Natural-language object grounding data:
● ● ● ● ●

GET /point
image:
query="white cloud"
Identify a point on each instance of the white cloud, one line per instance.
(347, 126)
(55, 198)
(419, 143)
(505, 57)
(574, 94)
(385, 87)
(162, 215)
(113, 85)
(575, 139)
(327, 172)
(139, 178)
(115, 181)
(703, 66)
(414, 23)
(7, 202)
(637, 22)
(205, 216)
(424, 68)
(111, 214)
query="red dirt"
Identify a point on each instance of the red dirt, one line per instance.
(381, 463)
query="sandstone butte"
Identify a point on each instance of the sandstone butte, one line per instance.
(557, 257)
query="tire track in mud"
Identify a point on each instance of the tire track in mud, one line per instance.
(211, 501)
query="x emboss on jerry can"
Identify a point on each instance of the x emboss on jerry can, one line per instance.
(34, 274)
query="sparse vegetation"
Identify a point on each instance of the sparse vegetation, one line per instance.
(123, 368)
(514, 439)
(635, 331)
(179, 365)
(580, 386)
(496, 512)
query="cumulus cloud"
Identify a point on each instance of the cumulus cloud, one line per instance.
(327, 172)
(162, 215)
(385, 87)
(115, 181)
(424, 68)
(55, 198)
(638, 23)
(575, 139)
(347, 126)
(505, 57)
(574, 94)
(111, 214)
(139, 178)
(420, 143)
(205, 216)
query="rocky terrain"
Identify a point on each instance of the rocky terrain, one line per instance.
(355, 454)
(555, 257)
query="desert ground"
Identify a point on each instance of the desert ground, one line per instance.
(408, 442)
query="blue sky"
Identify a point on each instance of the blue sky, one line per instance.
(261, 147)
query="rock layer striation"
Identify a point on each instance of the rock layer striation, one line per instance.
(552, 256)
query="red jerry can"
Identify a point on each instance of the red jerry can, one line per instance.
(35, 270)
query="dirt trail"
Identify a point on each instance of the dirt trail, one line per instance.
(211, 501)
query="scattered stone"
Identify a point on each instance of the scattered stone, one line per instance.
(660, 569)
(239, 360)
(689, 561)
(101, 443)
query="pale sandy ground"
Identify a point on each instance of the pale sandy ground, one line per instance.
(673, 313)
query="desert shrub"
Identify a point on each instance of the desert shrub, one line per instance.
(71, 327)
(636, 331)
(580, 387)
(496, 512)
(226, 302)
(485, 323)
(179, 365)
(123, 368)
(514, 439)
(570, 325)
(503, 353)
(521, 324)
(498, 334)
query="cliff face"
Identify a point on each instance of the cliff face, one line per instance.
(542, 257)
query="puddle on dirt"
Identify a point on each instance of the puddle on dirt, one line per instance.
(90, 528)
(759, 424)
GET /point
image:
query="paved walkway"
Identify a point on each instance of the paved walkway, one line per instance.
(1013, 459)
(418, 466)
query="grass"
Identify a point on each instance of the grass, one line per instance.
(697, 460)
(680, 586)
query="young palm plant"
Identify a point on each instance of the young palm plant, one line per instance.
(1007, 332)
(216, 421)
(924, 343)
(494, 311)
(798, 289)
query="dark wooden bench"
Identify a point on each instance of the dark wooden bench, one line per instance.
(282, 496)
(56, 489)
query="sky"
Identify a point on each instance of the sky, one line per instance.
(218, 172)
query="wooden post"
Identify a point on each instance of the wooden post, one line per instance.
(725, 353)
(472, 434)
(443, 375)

● ● ● ● ●

* _EXERCISE REQUIREMENTS_: Would you please give all of the records again exactly as they stand?

* _SOLUTION FOR THIS PROBLEM_:
GET /point
image:
query="white cloud"
Identify a point on each instance of the white cloud, one line per instance.
(347, 126)
(55, 198)
(419, 143)
(505, 57)
(574, 94)
(385, 87)
(162, 215)
(113, 85)
(575, 139)
(327, 172)
(139, 178)
(115, 181)
(703, 66)
(414, 23)
(7, 202)
(637, 22)
(205, 216)
(424, 68)
(111, 214)
query="red dirt"
Identify a point on each instance of the red dirt, one line per instance.
(381, 463)
query="sandstone butte"
Identify a point on each instance of the sandstone butte, one line per instance.
(557, 257)
query="tire track in mud"
Identify a point on each instance of the tire track in mud, one line per instance.
(211, 501)
query="x emboss on jerry can"
Identify a point on each instance of the x emboss on jerry can, one line per instance.
(34, 274)
query="sparse vegetation"
Identify a point on each instance of the sparse vegetation, one line per instance.
(123, 368)
(514, 439)
(635, 331)
(179, 365)
(580, 386)
(496, 512)
query="cumulus cloud"
Identify a point on each instance of the cumulus cloud, one line per instance.
(327, 172)
(162, 215)
(385, 87)
(115, 181)
(424, 68)
(55, 198)
(638, 23)
(575, 139)
(347, 126)
(505, 57)
(574, 94)
(111, 214)
(139, 178)
(420, 143)
(205, 216)
query="rocky terrain"
Identify a point on each instance of the rocky terrain, one line per instance.
(355, 454)
(555, 257)
query="desert ground"
Identify a point on each instance of the desert ground, one line per instance.
(408, 442)
query="blue sky"
Identify a point on each instance of the blue sky, one line per instance.
(261, 147)
query="rock layer striation"
Identify a point on each instance of the rock layer striation, one line per instance.
(552, 256)
query="red jerry can"
Identify a point on each instance of the red jerry can, one line per instance.
(35, 270)
query="dirt trail"
Identify a point on each instance of the dirt trail, one line per instance.
(211, 501)
query="scattered stone"
Identify a point on each instance of the scattered stone, one line per instance.
(660, 569)
(239, 360)
(689, 561)
(101, 443)
query="pale sandy ground"
Identify a point on each instance of the pale sandy ground, one line per instance.
(673, 313)
query="desert shrub"
Identify a point on each instance of the desert shrub, one line per instance.
(71, 327)
(636, 331)
(580, 387)
(496, 512)
(226, 302)
(485, 323)
(179, 365)
(123, 368)
(514, 439)
(570, 325)
(503, 353)
(521, 324)
(498, 334)
query="cliff face"
Identify a point on each instance of the cliff face, one line per instance.
(542, 257)
query="puddle on dirt"
Identify a point on each instance of the puddle on dirt, one line per instance.
(90, 528)
(759, 424)
GET /point
image:
query="paved walkway"
Identify a point on each instance of the paved walkway, one line per instance.
(1013, 459)
(418, 466)
query="grass"
Identify a point on each instance of the grass, one line per instance.
(697, 460)
(680, 586)
query="young palm plant"
Identify a point on each instance of the young palm plant, one line per instance.
(1007, 332)
(216, 421)
(924, 343)
(494, 311)
(798, 289)
query="dark wooden bench"
Identify a point on each instance of the dark wooden bench, one line per instance.
(282, 496)
(56, 489)
query="sky"
Identify a point on each instance of the sky, one line per instance.
(218, 172)
query="wooden post"
Identify a point on each instance of the wooden post, one line per instance.
(725, 353)
(472, 434)
(443, 375)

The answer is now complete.